### SET EXERCISE
Starting with the line that holds "Practice step: identify the photographer", copy out each remaining line of the listing below, up to and including the last one, and include nothing else.

### DATA ENTRIES

※ ※ ※

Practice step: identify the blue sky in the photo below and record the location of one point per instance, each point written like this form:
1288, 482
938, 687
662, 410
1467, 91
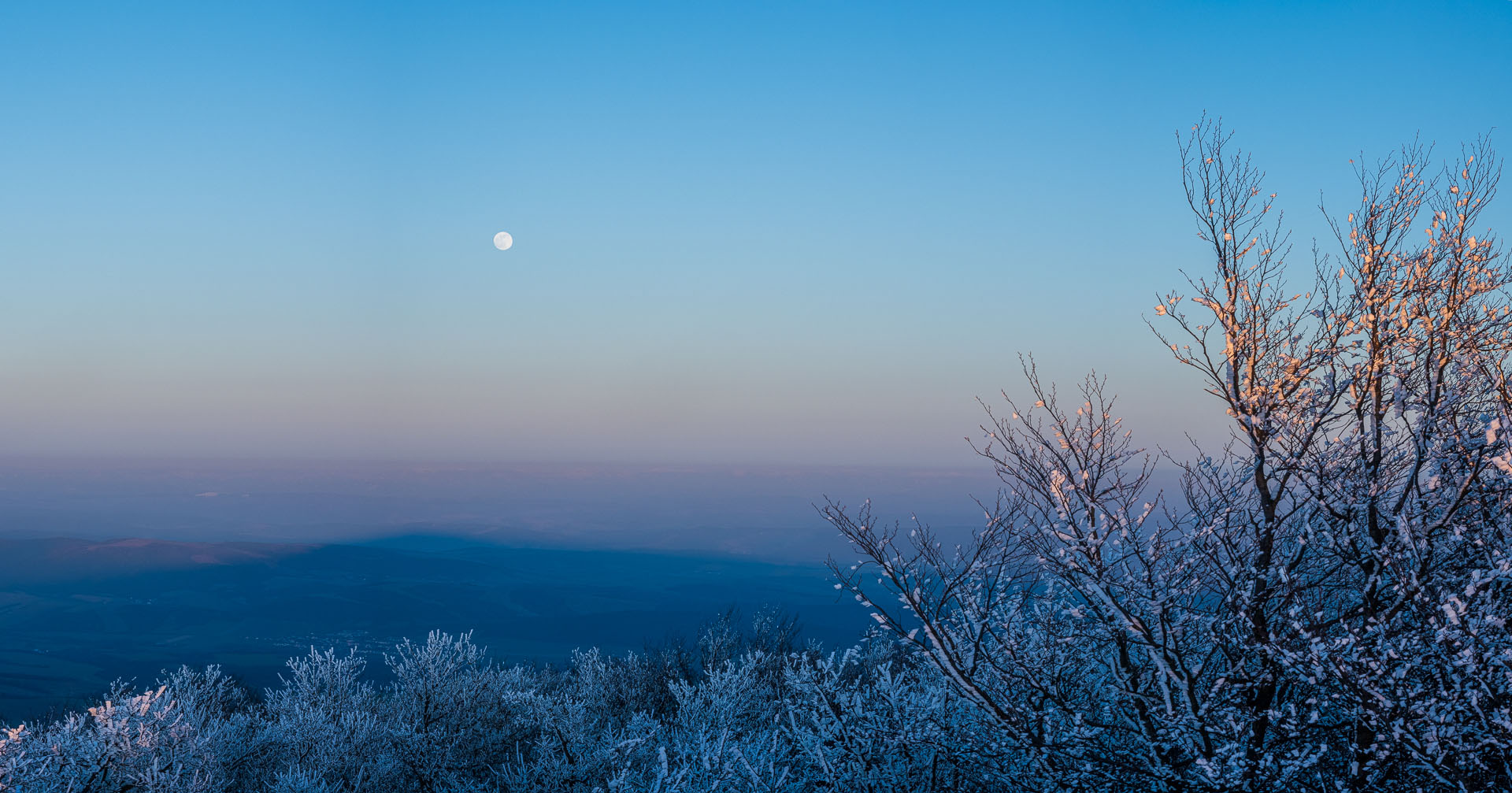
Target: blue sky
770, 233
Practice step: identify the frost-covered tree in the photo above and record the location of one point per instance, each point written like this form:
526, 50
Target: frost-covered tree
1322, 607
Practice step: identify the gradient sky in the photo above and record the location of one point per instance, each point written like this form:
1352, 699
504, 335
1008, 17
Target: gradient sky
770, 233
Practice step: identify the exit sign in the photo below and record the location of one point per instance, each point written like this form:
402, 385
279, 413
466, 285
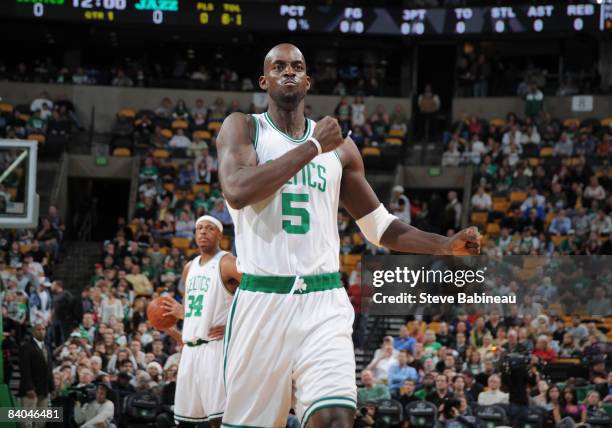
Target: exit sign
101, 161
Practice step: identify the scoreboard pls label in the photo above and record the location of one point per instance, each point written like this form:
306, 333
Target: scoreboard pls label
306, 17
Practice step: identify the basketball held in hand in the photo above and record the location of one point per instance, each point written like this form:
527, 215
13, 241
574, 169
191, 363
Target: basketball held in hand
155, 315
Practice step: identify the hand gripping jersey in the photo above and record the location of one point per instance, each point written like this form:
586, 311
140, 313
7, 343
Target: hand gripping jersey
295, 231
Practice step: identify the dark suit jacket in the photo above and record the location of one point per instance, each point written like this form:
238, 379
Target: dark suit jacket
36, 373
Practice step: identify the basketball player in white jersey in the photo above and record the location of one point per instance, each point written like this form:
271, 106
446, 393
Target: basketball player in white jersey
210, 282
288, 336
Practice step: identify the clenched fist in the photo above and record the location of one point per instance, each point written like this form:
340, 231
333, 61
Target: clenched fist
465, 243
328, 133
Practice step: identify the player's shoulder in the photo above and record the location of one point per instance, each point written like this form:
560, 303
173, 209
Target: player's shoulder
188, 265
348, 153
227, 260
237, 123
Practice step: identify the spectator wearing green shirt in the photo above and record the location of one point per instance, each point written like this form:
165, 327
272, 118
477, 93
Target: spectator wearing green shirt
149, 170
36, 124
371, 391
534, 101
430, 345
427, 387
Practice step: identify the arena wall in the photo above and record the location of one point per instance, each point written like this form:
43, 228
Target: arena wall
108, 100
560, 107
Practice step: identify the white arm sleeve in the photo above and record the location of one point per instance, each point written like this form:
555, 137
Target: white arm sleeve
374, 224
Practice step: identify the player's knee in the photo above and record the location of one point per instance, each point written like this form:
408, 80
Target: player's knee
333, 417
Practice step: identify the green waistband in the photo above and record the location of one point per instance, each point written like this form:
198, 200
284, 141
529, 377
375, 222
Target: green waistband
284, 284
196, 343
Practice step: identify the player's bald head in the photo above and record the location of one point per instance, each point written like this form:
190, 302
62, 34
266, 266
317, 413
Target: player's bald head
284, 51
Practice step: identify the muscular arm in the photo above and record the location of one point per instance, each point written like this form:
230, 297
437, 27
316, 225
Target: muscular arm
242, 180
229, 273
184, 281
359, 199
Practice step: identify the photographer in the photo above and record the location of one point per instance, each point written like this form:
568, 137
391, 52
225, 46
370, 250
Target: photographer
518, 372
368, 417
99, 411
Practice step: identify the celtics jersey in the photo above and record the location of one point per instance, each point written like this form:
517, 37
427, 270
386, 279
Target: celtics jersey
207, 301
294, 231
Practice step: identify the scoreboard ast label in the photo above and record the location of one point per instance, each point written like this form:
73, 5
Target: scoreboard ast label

※ ※ ※

### OUTPUT OF THE EXERCISE
Practice step: identify the photographer in the photo above and record the location of one point per instance, each point written like this form:
568, 137
391, 52
225, 46
370, 250
Target: photographer
518, 372
368, 417
99, 411
Practice step: identify the celtics jersey in the photo above and record the location of one point per instance, each point written like this form:
517, 37
427, 270
386, 279
Target: celtics jersey
207, 301
294, 231
Practice step: identify the scoreboard ast label in the photo above and record the location of one point per instance, each point written like this form:
73, 5
Target: scoreboard ast label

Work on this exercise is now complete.